*** Source data ***
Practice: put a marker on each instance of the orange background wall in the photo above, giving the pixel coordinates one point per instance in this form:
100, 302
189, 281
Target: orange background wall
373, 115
***
### Exercise instructions
Here the job is to restate all of the data word for word.

### Exercise response
Practice: put a marker on each instance of the orange background wall in the photo above, giving the pixel coordinates one point per instance in this form:
100, 302
189, 281
Target: orange background wall
373, 115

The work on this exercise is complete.